◆ Task to carry out: From the line with "Exercise. Put one point on each instance of the green" through the final line, please write out the listing exactly, including both of those lines.

◆ Dataset records:

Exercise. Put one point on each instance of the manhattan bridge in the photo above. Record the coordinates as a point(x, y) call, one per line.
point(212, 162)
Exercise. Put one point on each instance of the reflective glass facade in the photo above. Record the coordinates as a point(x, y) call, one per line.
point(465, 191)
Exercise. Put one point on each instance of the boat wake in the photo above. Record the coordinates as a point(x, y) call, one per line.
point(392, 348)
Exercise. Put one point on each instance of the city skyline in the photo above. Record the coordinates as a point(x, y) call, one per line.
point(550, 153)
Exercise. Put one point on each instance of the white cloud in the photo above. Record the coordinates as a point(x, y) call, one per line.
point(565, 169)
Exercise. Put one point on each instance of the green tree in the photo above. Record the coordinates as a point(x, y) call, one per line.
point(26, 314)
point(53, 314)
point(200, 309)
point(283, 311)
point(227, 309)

◆ Answer to the exercise:
Exercise. Put one point on each instance of the green tree in the photo above. Record the coordinates as a point(x, y) call, one per line.
point(26, 314)
point(53, 314)
point(200, 309)
point(283, 311)
point(227, 309)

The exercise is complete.